→ Input rows:
start
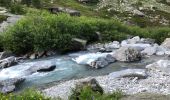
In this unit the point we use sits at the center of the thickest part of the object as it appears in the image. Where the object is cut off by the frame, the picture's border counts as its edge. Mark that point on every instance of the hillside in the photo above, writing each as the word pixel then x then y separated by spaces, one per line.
pixel 139 12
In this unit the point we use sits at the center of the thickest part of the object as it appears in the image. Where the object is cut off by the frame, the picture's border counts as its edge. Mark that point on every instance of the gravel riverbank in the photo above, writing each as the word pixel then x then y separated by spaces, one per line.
pixel 156 82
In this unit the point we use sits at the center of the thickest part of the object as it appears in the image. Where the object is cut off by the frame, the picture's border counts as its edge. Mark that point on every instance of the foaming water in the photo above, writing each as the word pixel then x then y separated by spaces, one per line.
pixel 67 69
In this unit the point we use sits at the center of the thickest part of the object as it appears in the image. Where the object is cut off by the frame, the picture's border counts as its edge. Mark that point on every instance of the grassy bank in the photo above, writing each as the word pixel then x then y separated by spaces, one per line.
pixel 54 32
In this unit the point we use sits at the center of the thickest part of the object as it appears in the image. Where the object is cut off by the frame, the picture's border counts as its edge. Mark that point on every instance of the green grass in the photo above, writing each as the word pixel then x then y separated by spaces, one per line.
pixel 86 93
pixel 3 18
pixel 54 32
pixel 25 95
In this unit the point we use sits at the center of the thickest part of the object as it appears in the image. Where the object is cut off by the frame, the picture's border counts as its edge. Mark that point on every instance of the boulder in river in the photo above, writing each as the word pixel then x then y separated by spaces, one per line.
pixel 166 43
pixel 139 73
pixel 42 67
pixel 127 54
pixel 92 83
pixel 9 85
pixel 78 44
pixel 5 54
pixel 99 63
pixel 8 62
pixel 160 66
pixel 149 51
end
→ Your instructions: Copy out all of the rows above word for word, leaving out the pictures.

→ Exercise answer:
In this unit the point we use sits at the center of the thickest part of the object as it appears in the image. Where the object is cut off by the frame, the picture's border counts as its edge. Mark that point on every instance of the hillside in the photo above, writing each as the word pixel then x then y separated by spaces, one per line.
pixel 139 12
In this unit the point we use sits at the center of the thickest part of the object as it appears in the image. Where the object is cut off by the frame, the picture's border counts as its edge. Mark that point on every instance of the gravel riverbank in the photo above, writing each as the word pixel then x then y separated by spaces, one per line.
pixel 156 82
In this unit the point we use sits at the center of the thickest part of the object as it appears in the image. Where the object is cut off by the frame, the picture's border counts as its edge. Mark that point on every instance of the foaming water in the photo above, writing each as the word pixel then x then y separated by spaces, one per line.
pixel 67 69
In this unit the point we use sits at the center of the thickest part of the object as it appears in the image. Where the object is cut off by the frame, the picture's border counts as its edge. Mark that point on every instance of the grassy bank in the photo above, writing each as the word pixel then x then y separated by spaces, one per line.
pixel 54 32
In this unit the point we use sits at the center of the thickest part of the object as it appears in the image. Where the object is cut off by the frame, the picture's border counts as its edge. Mark that point on every instance of the green grass in the photo above, writing each as the word pixel then x then y separated by spaces, one per line.
pixel 86 93
pixel 3 18
pixel 54 32
pixel 25 95
In this unit the point we use sits at the center of the thickest part of the object as it appears in the image. Where the object is cut off by the frame, the picture's border counts as its edge. Mark that point on every instance of the boulder in river in the photo above, writing each as the word pixel then x then y separated by spaces, one per line.
pixel 166 43
pixel 139 73
pixel 42 67
pixel 127 54
pixel 92 83
pixel 9 85
pixel 78 44
pixel 5 54
pixel 99 63
pixel 8 62
pixel 160 66
pixel 149 51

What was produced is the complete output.